Region pointing data:
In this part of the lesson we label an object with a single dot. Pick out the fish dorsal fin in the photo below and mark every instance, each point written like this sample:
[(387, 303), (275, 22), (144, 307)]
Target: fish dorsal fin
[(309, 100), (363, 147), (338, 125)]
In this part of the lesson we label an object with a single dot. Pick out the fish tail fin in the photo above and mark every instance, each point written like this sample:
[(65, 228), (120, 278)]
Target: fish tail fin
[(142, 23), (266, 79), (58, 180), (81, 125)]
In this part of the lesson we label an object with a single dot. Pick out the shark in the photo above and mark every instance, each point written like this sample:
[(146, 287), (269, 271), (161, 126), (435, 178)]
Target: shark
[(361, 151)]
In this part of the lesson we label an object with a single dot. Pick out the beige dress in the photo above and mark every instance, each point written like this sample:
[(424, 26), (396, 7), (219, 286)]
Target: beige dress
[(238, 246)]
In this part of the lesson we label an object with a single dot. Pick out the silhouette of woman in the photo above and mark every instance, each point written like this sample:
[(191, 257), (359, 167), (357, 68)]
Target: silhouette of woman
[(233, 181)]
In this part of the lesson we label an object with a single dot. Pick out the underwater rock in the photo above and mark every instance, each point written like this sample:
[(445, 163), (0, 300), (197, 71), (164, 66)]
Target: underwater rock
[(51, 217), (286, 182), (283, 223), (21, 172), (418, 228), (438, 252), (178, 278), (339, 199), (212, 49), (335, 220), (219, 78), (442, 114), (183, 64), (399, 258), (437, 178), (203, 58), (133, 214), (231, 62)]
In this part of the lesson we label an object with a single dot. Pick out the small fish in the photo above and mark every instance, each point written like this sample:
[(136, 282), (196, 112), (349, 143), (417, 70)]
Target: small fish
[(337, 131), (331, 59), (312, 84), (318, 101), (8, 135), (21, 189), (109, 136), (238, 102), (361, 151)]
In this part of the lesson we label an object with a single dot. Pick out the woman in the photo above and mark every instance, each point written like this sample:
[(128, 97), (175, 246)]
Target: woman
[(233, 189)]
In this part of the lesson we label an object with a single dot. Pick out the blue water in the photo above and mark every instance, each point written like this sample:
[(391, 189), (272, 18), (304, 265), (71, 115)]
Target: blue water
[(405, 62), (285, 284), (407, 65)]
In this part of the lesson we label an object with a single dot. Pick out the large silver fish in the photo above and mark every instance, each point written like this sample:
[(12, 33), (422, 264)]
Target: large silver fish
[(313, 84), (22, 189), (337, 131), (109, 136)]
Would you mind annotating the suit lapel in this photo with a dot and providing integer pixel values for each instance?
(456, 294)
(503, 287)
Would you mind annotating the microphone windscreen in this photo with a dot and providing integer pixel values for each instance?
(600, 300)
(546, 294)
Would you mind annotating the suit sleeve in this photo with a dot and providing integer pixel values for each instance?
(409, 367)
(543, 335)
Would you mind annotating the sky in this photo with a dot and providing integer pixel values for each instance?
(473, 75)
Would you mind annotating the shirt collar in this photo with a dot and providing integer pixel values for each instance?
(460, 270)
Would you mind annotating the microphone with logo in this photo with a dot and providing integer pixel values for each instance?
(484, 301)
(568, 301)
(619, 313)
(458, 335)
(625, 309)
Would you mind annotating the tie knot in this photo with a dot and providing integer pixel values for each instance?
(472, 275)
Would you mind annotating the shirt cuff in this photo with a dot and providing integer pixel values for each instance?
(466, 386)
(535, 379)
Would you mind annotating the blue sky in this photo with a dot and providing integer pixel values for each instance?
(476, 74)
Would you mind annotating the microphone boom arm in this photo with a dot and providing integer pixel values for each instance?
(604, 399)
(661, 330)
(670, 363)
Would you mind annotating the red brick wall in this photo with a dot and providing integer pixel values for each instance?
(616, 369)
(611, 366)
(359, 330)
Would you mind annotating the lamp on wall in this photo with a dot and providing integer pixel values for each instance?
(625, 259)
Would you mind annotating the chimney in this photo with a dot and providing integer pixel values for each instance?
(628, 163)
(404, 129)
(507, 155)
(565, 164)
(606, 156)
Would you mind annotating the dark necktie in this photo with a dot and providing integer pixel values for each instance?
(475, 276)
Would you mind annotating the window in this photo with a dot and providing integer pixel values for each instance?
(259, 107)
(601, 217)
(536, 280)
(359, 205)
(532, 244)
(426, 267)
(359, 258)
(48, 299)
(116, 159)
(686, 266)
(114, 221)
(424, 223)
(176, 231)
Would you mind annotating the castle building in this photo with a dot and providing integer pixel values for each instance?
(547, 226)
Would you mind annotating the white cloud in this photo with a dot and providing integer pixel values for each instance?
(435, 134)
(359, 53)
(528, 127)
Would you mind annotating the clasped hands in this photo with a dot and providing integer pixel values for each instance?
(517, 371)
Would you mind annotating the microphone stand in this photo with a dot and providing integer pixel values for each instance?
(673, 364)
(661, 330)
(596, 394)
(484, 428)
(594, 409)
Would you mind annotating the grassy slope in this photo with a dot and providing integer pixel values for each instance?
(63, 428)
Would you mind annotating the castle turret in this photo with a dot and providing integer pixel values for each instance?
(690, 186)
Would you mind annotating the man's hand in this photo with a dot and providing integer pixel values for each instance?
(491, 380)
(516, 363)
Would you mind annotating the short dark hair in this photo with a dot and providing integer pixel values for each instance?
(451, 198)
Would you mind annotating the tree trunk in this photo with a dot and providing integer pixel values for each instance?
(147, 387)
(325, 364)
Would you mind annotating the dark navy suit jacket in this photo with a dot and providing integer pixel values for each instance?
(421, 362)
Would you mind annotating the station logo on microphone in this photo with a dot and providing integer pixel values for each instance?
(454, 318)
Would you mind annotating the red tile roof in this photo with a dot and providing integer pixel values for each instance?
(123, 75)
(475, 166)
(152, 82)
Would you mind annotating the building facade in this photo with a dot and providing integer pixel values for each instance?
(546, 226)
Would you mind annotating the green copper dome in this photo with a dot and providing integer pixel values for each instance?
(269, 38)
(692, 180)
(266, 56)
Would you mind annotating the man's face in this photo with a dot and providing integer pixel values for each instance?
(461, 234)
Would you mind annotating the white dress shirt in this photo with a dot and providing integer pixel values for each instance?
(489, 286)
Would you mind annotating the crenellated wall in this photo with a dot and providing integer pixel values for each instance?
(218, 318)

▸ EXERCISE AIM:
Retype the data in full, and keep every line identical to the original.

▸ EXERCISE RESULT:
In this part of the lesson we label an object with a single dot. Pick out the fish dorsal fin in the photo below and mark every instance, each point written like this sample:
[(387, 303), (275, 22), (144, 307)]
Target: fish dorsal fin
[(309, 100), (363, 147), (338, 125)]
In this part of the lesson we label an object with a single dot. Pick out the fish tail fin in the photo above and mark every instance, each point written like this sample:
[(65, 228), (120, 278)]
Target: fish tail fin
[(142, 23), (266, 79), (58, 180), (81, 125)]
In this part of the lesson we label an object with a single dot. Pick out the shark in the photo above and mark every instance, each point written like this sample:
[(146, 287), (269, 271), (161, 126), (435, 178)]
Target: shark
[(361, 151)]
In this part of the lesson we label an object with a single dot. Pick out the beige dress in the photo above and mark every instance, each point written like this sample:
[(424, 26), (396, 7), (219, 286)]
Target: beige dress
[(238, 246)]
In this part of the lesson we label an object with a single dot. Pick out the silhouette of woman in the photo above and mark every instance, each point written like this sample:
[(191, 257), (359, 167), (357, 68)]
Target: silhouette of woman
[(233, 181)]
In this part of the lesson we label an object with a single dot. Pick out the underwater rock in the photo above and mark every instance, each point written like this sample:
[(445, 163), (0, 300), (197, 71), (164, 66)]
Target: underwater rock
[(51, 217), (286, 182), (283, 223), (21, 172), (418, 228), (438, 252), (178, 278), (339, 199), (212, 49), (335, 220), (219, 78), (442, 114), (183, 64), (399, 258), (437, 178), (203, 58), (133, 214), (231, 62)]
In this part of the lesson we label an object with a single dot. Pick out the small fish in the photo above and mark every instance, each point written like this sample:
[(136, 282), (196, 112), (349, 143), (417, 70)]
Target: small fish
[(337, 131), (331, 59), (312, 84), (318, 101), (8, 135), (21, 189), (109, 136), (238, 102), (361, 151)]
In this part of the lesson we label an object with a single dot. Pick out the woman in the photo above and mark every instance, each point written like this sample:
[(128, 97), (175, 246)]
Target: woman
[(233, 189)]
In this part of the lesson we label an object with a single dot. Pick out the blue water in the photo above and mark every instance, each point written like this sample:
[(391, 189), (272, 18), (304, 265), (71, 115)]
Target: blue water
[(405, 62), (285, 284), (407, 65)]
In this part of the lesson we label an object with a single dot. Pick out the large silver fish in the photo above and mark every instance, each point written like this sample:
[(12, 33), (422, 264)]
Target: large silver fish
[(313, 84), (22, 189), (337, 131), (109, 136)]
Would you mind annotating the suit lapel in this photo with a dot and providing integer pixel values for each instance?
(456, 294)
(503, 287)
Would you mind annotating the microphone windscreen in this photo with a dot and providing integer pixel values for each instance?
(600, 300)
(546, 294)
Would you mind annotating the suit sleeve in this photo with a dot and providing integer pixel values for each instance?
(409, 367)
(543, 335)
Would you mind annotating the sky in this photo with a dot and providing integer pixel values for each instance?
(473, 75)
Would you mind annotating the shirt collar in this photo with a dot and providing integer pixel values for each instance?
(460, 270)
Would you mind annotating the microphone with logo in this photo with a dot and providing integer pixel values for each instance?
(484, 301)
(568, 301)
(619, 313)
(458, 335)
(625, 309)
Would you mind annotating the tie knot in this photo with a dot and providing integer pixel values for each instance?
(472, 275)
Would you mind annotating the shirt cuff in this photo with a dot and providing integer pixel values for each instance?
(466, 386)
(535, 379)
Would you mind annotating the blue sky in this photo with a dot and providing integer pixel values for each instance?
(476, 74)
Would you mind annotating the microphone boom arm in this photo with a dot and providing integer pixel values for each instance?
(604, 399)
(661, 330)
(670, 363)
Would you mind annotating the red brick wall in this photo with a dot and providing integer pixel values for each instance?
(616, 369)
(611, 366)
(359, 330)
Would you mind annotating the lamp on wall in this photo with a dot and providing integer pixel values for each instance?
(625, 259)
Would you mind annotating the chimney in this photo with a dot and providing integer pixel values for each instance?
(628, 163)
(404, 129)
(507, 155)
(565, 164)
(606, 156)
Would you mind annotating the dark necktie in this photo with a dot and providing integer pixel values for each instance?
(475, 276)
Would you mind annotating the window in this photo with a dot and providing integer pixel values for each instance?
(259, 107)
(601, 217)
(536, 280)
(359, 205)
(532, 244)
(426, 267)
(359, 258)
(48, 299)
(116, 159)
(686, 266)
(114, 221)
(424, 223)
(176, 231)
Would you mind annotating the castle building in this photo with a dot and providing integer pixel values for each instance?
(547, 226)
Would you mind annotating the white cloud in this photo with a dot and providing integer pixel values for each instance?
(435, 134)
(359, 53)
(528, 127)
Would you mind annotating the clasped hands in this photo with a dot and providing integer pixel values for each instance?
(517, 371)
Would you mind annotating the microphone stand in this photo with a dot and providing integer pixel values for each instance?
(673, 364)
(661, 330)
(596, 394)
(484, 428)
(594, 409)
Would you mind annotating the grassy slope in this photo with a dot and providing integer pixel values for each instance?
(63, 428)
Would you mind annotating the castle turret in this photo with a dot and providing integer pixel values for each instance?
(690, 186)
Would you mind annotating the man's hand in this photo with a dot and providing integer pixel values for each instance?
(491, 380)
(516, 363)
Would you mind annotating the short dark hair in this photo with a dot and providing integer pixel values for each instance?
(451, 198)
Would you mind annotating the tree trunk in this photo with a dot and providing integer pixel values for each instance?
(147, 387)
(325, 364)
Would you mind annotating the dark navy suit jacket in this photo with a dot and providing integer pixel values for each instance?
(421, 362)
Would you mind annotating the station logo on microphone in this photo with a dot and providing integer pixel values for each instance?
(454, 318)
Would you mind annotating the red tile roof in this photo with a dot and providing integer pixel values for each instance?
(123, 75)
(475, 166)
(152, 82)
Would you mind annotating the building facade in this photo with a dot and providing integer pixel values for each instance?
(546, 226)
Would you mind annotating the green copper dome in this photo with a dot and providing integer pixel values for each instance?
(269, 38)
(692, 180)
(266, 56)
Would you mind annotating the man's face in this photo with a dot and providing integer pixel values for each instance?
(461, 234)
Would you mind annotating the white dress shirt in this photo with a dot and providing integer pixel values for each instance?
(489, 286)
Would you mind annotating the crenellated wall in this photo with a dot and providing integer pixel values for each instance?
(218, 318)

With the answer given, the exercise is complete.